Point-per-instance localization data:
----

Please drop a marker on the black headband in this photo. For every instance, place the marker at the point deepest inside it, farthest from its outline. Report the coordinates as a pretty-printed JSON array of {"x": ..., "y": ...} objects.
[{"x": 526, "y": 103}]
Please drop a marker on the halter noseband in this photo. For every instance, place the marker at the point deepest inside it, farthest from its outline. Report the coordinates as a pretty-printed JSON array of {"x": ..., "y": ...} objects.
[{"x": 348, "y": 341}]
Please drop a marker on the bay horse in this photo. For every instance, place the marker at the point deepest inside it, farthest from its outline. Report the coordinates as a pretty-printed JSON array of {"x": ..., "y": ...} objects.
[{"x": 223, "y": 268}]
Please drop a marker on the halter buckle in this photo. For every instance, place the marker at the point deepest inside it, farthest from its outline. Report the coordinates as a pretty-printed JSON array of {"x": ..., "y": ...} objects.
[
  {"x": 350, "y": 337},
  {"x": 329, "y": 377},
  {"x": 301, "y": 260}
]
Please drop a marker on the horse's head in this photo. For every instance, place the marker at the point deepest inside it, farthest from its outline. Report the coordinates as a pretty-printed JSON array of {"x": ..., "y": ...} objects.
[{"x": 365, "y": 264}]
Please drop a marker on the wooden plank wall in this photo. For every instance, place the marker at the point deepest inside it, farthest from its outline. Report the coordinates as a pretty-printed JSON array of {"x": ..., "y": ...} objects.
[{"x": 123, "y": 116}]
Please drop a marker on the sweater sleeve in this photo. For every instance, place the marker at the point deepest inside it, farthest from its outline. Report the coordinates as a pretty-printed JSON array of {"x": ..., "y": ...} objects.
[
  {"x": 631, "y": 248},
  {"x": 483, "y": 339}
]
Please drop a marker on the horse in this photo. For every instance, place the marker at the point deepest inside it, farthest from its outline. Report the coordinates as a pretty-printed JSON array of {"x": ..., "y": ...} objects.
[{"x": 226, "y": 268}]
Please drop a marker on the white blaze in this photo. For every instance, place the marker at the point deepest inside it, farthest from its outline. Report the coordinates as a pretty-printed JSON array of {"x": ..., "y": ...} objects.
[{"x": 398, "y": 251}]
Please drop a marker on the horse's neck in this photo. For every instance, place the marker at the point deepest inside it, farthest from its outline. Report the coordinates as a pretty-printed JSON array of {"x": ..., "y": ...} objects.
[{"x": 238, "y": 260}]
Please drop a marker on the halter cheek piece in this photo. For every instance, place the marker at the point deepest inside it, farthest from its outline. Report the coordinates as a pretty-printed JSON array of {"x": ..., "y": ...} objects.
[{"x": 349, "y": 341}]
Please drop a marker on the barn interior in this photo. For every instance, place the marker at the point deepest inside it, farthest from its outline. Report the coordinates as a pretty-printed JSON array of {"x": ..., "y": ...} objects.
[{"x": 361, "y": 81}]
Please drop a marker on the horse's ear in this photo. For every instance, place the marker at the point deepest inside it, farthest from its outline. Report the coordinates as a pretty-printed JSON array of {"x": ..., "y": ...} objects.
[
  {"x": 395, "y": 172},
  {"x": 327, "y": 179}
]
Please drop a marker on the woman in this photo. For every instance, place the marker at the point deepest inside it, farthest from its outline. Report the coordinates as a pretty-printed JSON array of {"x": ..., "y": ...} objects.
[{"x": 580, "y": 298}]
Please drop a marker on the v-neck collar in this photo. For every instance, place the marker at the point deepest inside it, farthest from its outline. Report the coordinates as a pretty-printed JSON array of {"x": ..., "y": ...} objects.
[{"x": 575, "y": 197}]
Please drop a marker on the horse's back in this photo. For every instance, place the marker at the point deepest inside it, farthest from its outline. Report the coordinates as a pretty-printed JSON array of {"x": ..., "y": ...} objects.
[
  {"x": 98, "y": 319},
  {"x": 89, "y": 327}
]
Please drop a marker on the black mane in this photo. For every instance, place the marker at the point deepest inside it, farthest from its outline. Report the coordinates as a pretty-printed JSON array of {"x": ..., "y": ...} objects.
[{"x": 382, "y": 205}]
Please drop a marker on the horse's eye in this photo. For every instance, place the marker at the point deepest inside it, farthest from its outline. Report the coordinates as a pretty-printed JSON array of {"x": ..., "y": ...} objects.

----

The expected response is the full set of records, reproduced exactly.

Please drop a marker on the black headband in this photo. For every instance, place the marker at the point deepest inside it, farthest from its outline. Report the coordinates as a pretty-printed JSON array of {"x": ..., "y": ...} objects.
[{"x": 526, "y": 103}]
Please drop a marker on the halter noseband in this photo. For every instance, place the marker at the point deepest inside it, farthest from its outline. Report the coordinates as a pretty-printed JSON array of {"x": ..., "y": ...} objects.
[{"x": 348, "y": 341}]
Please drop a marker on the bay horse in this photo. For every instance, place the marker at the point deepest inside it, farthest from its outline. Report the coordinates as a pretty-printed JSON array of {"x": ..., "y": ...} objects.
[{"x": 223, "y": 268}]
Please drop a marker on the halter buckle in this photo. For every instance, place the marker at the point deepest inside it, farthest from its outline. Report the coordinates as a pretty-printed JSON array of {"x": ..., "y": ...} objects.
[
  {"x": 350, "y": 337},
  {"x": 329, "y": 377},
  {"x": 301, "y": 260}
]
Please drop a marker on the horse's head in this photo. For every instance, place the marker at the point deepest inside it, farthest from its outline. Report the coordinates as a pretty-printed JSON array of {"x": ..., "y": ...} objects.
[{"x": 365, "y": 264}]
Please drop a marker on the wooden plank wall in this photo. For every instance, place the marker at the point deepest inside it, farthest from its outline. Report the coordinates as a pretty-printed JSON array of {"x": ..., "y": ...} objects.
[{"x": 123, "y": 116}]
Please drop a marker on the sweater sleeve in this photo. For every instance, place the marker at the point deepest inside it, farthest from its outline. Report the coordinates as a pretty-printed JSON array of {"x": ..., "y": ...} objects.
[
  {"x": 631, "y": 248},
  {"x": 483, "y": 339}
]
Please drop a marker on the horse in this photo. For every instance, place the marker at the point deepest inside it, farthest from its outline. Report the coordinates as a pretty-printed JSON array of {"x": ..., "y": ...} objects.
[{"x": 226, "y": 268}]
Please drop a marker on the white blaze in this photo. For every instance, place the marker at the point deepest inside it, farthest from its outline. Report the coordinates as a pretty-printed JSON array of {"x": ..., "y": ...} objects.
[{"x": 398, "y": 251}]
Please drop a marker on the horse's neck in this photo. For every instance, place the marker at the point deepest inside it, farthest from its outline. Report the coordinates as a pretty-printed JSON array of {"x": ..., "y": ...} objects.
[{"x": 238, "y": 260}]
Please drop a marker on the halter cheek piece in this photo. For every instance, place the marker at the point deepest inside it, farthest from its outline. Report the coordinates as a pretty-printed JSON array of {"x": ..., "y": ...} objects.
[{"x": 349, "y": 341}]
Please drop a marker on the barn interior in this photo. For every instance, place the marker at the point deepest inside it, farthest from its outline. Report the coordinates as a pretty-printed JSON array of {"x": ..., "y": ...} objects.
[{"x": 361, "y": 81}]
Please drop a marker on the horse's ear in this photo. For every instance, place the marker at the point deepest inside it, farthest from its outline. Report the coordinates as a pretty-printed JSON array of {"x": ..., "y": ...} objects.
[
  {"x": 395, "y": 172},
  {"x": 327, "y": 179}
]
Please drop a marker on the woman in this photo. For every instance, place the marker at the point deepest inside it, farthest from its outline. Report the coordinates as a pretty-printed JSON array of {"x": ..., "y": ...} objects.
[{"x": 580, "y": 298}]
Please drop a marker on the v-neck collar in this photo. For every instance, place the marker at the point deepest inside it, farthest from its outline. Report the coordinates as a pretty-printed JSON array of {"x": ..., "y": ...} objects.
[{"x": 575, "y": 197}]
Please drop a marker on the horse's back in this photo. For every instance, place the marker at the point deepest inside it, farthest from its outline. Report the coordinates as a pretty-printed JSON array of {"x": ..., "y": ...} objects.
[
  {"x": 98, "y": 319},
  {"x": 89, "y": 327}
]
Please drop a marker on the black mane in this photo. For every instance, place the marker at the point deepest inside it, farthest from its outline. Report the coordinates as a pretty-printed JSON array of {"x": ..., "y": ...} objects.
[{"x": 382, "y": 205}]
Please drop a marker on the horse's eye in this photo. For every instance, place the marker at the point deepest inside it, farthest from its outline. Report the coordinates as a pretty-printed JSON array of {"x": ..., "y": ...} objects.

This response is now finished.